Consigne 1 - D'après le texte fourni, quelle est la taille de l'archive compressée proposée en lien ?

Texte fourni -
★ ★ ★
# Cherche un système 9 pour émulateur



## menuisier3 (25 Février 2018)

Bonjour,

Merci pour votre site.

Pour l'émulateur sous Windows SheepShaver, je cherche un système français entre l' OS 8.5 et 9.0.4.

Merci pour une éventuelle aide.

Cordialement


----------



## macomaniac (25 Février 2018)

Salut *menuisier
*
Voici un lien au dossier public de ma DropBox qui va faire ton bonheur : ☞*Install OS9 + MÀJ 9.0.4.zip*☜ (clique le lien rouge).

L'archive compressée fait *381 Mo*. Elle te donne un dossier *Install OS9 + MÀJ 9.0.4* de *510 Mo* contenant 2 images-disques : celle de l'installateur de Mac OS 9.0 = *Mac_OS_FU1-9.0.iso* + celle de la mise-à-jour 9.0.4 = *FU-Mac OS 9.0.4 Update.smi*. Les 2 en version française.
★ ★ ★
Quelques enregistrements -
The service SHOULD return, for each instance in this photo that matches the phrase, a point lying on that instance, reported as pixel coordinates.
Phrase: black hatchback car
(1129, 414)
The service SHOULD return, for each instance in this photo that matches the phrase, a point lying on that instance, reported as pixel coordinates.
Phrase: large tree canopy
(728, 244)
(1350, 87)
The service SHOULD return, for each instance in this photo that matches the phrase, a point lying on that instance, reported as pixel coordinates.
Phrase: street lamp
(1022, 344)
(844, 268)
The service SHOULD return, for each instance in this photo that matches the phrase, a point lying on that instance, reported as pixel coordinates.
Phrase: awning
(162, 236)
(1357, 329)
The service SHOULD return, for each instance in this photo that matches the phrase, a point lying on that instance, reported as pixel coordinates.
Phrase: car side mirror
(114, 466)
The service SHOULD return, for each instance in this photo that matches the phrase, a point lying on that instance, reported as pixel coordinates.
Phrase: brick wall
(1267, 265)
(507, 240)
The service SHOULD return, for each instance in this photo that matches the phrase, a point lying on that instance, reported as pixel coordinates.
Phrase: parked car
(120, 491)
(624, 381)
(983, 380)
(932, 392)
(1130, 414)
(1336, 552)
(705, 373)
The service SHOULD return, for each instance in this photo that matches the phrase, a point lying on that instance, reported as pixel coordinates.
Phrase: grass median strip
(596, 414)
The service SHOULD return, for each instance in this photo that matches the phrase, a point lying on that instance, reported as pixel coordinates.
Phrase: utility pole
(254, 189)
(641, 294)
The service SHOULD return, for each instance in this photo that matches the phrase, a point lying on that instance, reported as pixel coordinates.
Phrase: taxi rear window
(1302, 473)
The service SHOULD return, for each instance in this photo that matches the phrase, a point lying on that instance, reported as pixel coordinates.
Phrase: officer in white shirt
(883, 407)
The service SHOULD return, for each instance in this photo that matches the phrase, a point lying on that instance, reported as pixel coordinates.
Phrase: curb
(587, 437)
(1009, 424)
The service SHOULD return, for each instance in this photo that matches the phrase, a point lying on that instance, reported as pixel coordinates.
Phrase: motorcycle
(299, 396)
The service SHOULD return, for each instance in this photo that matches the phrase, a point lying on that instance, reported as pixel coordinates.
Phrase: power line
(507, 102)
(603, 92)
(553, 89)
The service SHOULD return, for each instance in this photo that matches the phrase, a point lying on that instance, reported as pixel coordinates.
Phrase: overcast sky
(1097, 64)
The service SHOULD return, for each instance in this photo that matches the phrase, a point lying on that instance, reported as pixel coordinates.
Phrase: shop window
★ ★ ★
Consigne 2 - Restituez sous forme de liste JSON de chaînes, une par ligne et sans les lignes vides, le passage des enregistrements qui va de leur début jusqu'à la ligne contenant "(1357, 329)", celle-ci comprise.

Réponse 1 - 381 Mo.

Réponse 2 -
[
  "The service SHOULD return, for each instance in this photo that matches the phrase, a point lying on that instance, reported as pixel coordinates.",
  "Phrase: black hatchback car",
  "(1129, 414)",
  "The service SHOULD return, for each instance in this photo that matches the phrase, a point lying on that instance, reported as pixel coordinates.",
  "Phrase: large tree canopy",
  "(728, 244)",
  "(1350, 87)",
  "The service SHOULD return, for each instance in this photo that matches the phrase, a point lying on that instance, reported as pixel coordinates.",
  "Phrase: street lamp",
  "(1022, 344)",
  "(844, 268)",
  "The service SHOULD return, for each instance in this photo that matches the phrase, a point lying on that instance, reported as pixel coordinates.",
  "Phrase: awning",
  "(162, 236)",
  "(1357, 329)"
]